▶ [EXERCISE INPUT]:
_ _ _ _ _ _ _
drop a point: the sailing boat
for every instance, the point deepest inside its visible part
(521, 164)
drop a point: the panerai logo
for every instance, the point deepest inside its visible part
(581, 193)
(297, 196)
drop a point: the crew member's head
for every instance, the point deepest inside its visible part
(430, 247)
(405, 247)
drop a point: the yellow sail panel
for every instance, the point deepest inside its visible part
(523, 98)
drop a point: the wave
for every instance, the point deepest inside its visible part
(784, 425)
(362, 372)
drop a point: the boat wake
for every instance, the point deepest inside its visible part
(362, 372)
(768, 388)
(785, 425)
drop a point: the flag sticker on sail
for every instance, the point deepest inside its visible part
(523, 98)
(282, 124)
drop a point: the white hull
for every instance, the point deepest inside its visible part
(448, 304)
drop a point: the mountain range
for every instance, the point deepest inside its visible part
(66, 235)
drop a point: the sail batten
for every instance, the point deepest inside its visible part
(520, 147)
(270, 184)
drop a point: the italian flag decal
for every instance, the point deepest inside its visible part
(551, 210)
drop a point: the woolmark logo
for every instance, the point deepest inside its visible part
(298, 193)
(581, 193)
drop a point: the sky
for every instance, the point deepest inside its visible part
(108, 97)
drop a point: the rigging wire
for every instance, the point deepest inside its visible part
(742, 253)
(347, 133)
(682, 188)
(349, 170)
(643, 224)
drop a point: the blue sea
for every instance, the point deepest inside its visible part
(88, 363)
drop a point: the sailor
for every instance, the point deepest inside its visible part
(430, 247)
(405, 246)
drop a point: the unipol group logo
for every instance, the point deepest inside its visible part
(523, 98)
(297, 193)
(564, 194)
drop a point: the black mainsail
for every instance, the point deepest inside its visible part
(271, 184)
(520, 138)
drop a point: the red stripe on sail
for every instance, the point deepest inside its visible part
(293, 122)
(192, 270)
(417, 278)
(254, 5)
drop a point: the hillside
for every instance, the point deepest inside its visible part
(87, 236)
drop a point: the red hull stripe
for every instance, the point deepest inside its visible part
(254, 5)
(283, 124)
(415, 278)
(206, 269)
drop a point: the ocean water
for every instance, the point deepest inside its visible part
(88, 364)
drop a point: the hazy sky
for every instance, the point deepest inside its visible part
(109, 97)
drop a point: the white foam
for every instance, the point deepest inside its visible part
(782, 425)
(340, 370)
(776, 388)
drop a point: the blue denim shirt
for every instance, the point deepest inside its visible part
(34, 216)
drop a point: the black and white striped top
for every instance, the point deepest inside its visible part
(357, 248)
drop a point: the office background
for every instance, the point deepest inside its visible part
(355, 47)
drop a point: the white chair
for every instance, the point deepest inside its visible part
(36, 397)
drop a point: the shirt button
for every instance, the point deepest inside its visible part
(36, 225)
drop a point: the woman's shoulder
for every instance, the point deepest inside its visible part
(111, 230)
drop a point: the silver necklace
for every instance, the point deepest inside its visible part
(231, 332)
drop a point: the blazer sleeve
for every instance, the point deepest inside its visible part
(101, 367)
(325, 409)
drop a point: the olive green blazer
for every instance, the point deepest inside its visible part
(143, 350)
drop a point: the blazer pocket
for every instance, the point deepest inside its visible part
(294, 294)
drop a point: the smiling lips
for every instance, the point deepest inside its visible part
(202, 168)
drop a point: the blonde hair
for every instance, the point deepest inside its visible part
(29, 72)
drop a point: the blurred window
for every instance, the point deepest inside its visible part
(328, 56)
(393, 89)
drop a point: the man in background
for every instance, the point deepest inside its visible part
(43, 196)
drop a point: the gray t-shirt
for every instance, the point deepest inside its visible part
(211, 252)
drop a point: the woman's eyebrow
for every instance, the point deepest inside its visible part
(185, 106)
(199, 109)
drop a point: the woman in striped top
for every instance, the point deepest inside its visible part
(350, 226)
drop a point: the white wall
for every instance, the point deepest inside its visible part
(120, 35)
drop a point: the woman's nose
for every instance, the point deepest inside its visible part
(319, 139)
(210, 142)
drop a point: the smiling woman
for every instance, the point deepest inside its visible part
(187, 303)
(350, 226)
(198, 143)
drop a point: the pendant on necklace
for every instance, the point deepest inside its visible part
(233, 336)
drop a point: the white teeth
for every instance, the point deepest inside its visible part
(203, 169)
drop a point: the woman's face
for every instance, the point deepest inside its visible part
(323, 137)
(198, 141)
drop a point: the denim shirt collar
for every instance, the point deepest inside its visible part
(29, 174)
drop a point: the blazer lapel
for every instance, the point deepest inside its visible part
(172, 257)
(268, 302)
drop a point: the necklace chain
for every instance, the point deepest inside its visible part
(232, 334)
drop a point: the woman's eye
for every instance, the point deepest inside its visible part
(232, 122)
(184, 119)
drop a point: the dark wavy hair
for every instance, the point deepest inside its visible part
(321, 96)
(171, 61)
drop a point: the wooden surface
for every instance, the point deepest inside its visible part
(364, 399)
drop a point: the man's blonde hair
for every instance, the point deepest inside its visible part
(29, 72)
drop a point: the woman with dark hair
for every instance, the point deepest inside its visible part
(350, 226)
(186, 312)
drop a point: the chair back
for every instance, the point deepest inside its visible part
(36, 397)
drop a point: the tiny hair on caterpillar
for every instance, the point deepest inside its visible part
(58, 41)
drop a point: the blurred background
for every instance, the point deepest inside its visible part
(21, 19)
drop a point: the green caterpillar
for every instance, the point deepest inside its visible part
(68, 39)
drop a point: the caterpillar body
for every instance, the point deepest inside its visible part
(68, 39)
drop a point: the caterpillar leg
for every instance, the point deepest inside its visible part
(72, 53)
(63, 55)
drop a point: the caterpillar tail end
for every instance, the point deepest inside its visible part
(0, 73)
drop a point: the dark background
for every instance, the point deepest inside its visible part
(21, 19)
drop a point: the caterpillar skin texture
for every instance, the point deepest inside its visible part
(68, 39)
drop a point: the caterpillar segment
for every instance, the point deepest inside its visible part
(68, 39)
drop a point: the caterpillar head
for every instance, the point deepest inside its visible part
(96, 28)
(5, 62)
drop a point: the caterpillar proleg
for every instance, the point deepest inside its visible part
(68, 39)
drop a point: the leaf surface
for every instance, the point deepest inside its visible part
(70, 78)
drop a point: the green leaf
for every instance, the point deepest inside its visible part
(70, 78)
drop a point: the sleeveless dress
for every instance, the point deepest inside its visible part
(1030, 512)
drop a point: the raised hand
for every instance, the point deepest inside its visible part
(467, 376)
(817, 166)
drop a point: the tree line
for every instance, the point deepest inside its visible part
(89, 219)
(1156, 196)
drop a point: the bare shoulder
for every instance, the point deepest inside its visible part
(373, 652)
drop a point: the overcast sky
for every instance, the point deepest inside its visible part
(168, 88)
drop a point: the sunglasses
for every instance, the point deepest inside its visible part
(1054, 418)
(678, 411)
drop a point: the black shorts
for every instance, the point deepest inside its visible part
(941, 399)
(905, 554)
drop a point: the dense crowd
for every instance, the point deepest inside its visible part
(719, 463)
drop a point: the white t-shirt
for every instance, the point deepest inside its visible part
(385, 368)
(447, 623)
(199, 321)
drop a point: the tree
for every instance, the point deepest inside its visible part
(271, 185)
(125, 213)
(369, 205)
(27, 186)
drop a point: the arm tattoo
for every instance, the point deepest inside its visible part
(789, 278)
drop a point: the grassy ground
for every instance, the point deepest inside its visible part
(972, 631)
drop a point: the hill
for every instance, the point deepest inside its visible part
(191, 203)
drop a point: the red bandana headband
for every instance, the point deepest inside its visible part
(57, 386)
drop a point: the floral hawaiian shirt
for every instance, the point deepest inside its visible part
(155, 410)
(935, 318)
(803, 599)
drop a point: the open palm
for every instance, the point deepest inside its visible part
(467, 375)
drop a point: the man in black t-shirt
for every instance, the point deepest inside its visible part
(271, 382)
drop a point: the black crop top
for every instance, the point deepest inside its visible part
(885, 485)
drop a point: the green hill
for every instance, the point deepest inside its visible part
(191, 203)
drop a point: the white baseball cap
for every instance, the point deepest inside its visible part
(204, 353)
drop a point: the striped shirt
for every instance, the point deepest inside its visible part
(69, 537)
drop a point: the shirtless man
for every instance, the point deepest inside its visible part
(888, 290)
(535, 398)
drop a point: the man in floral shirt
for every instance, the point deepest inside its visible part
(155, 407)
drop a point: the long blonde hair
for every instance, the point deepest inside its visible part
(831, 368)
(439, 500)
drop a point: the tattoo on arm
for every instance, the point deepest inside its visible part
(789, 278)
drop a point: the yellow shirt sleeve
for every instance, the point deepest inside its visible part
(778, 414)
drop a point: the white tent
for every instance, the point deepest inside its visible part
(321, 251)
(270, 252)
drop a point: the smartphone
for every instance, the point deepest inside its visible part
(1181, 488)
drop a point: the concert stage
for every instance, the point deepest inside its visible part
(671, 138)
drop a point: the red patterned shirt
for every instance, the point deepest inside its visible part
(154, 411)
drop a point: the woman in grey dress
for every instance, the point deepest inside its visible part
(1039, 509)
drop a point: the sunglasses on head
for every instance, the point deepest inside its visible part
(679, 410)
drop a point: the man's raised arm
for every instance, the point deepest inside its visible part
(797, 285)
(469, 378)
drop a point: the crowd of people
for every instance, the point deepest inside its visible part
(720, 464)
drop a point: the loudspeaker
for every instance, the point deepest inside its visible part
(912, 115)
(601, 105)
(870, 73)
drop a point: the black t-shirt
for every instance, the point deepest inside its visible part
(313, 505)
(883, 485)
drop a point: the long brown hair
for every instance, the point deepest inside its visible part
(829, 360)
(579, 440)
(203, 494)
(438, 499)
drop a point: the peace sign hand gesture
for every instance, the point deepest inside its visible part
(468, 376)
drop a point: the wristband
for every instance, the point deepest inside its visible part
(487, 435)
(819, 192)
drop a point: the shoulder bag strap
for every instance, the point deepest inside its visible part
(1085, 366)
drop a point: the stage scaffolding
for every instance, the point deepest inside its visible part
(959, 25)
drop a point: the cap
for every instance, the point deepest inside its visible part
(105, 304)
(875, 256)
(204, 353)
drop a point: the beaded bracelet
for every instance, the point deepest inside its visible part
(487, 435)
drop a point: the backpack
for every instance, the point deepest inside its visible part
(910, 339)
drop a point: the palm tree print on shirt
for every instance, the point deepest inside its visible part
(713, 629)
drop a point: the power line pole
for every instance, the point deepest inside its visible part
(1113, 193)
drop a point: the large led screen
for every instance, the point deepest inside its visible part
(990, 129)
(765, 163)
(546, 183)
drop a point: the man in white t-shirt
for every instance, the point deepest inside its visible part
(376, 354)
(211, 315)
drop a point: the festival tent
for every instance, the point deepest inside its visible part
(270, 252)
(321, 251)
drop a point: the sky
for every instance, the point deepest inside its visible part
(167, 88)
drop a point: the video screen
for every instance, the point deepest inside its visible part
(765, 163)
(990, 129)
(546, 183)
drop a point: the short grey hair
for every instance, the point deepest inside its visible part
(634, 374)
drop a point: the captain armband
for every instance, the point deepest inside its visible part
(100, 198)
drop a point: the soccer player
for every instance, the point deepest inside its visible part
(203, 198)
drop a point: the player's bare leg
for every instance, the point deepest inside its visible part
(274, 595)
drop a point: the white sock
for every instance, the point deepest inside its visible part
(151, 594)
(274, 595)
_ _ _ _ _ _ _
▶ [YOUR OBJECTIVE]: Set down, exactly and in full, the lines from the one containing "drop a point: the palm tree print on shirt" through the end of the entries; no other line belongs.

▶ [SOLUTION TO THIS PROBLEM]:
drop a point: the palm tree print on shirt
for every instance, the point deepest inside its visible part
(713, 629)
drop a point: the power line pole
for every instance, the point deepest inside its visible part
(1113, 193)
drop a point: the large led screen
for every instance, the point deepest inside its visible part
(990, 129)
(765, 163)
(546, 183)
drop a point: the man in white t-shirt
for every instance, the point deepest inside its visible part
(376, 354)
(211, 315)
drop a point: the festival tent
for every instance, the point deepest inside its visible part
(270, 252)
(321, 251)
drop a point: the sky
for every instance, the point deepest inside its visible part
(167, 88)
drop a point: the video screen
for every instance, the point deepest inside its visible part
(765, 163)
(990, 129)
(546, 183)
drop a point: the short grey hair
for every instance, the point deepest inside its visible part
(634, 374)
drop a point: the captain armband
for every instance, the point deepest inside its visible part
(100, 198)
drop a point: the soccer player
for every instance, the point deepest inside its visible part
(203, 198)
drop a point: the player's bare leg
for every instance, the point deepest inside its visible part
(274, 595)
drop a point: the white sock
for every instance, the point deepest inside its visible part
(151, 594)
(274, 595)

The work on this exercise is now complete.